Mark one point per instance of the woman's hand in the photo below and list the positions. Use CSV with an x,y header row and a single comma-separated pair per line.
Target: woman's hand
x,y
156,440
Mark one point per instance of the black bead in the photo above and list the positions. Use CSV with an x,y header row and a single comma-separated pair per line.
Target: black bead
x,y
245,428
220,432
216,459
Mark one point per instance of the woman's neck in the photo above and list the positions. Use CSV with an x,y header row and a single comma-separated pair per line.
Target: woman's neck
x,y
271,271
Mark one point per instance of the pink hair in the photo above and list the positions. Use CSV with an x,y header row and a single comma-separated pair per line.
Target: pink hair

═══

### TASK TO COMPLETE
Every record must be written out again without any change.

### SOLUTION
Mark one point per instance of the woman's hand in the photo below and list the positions. Use CSV with an x,y header row and a single comma-separated pair per line.
Target: woman's hand
x,y
156,440
Mark one point per instance of the black bead in the photo above and list the positions. Use CSV with an x,y header row and a single comma-separated pair per line.
Target: black bead
x,y
245,428
220,432
216,459
Mark one point per instance of the woman's neck in the photo above and list the positions. Use CSV with an x,y header row and a single comma-separated pair per line.
Target: woman's neck
x,y
271,271
Mark one point per instance of the pink hair in the photo above and list the positions. Use CSV with an x,y header row and a single comma-separated pair per line.
Target: pink hair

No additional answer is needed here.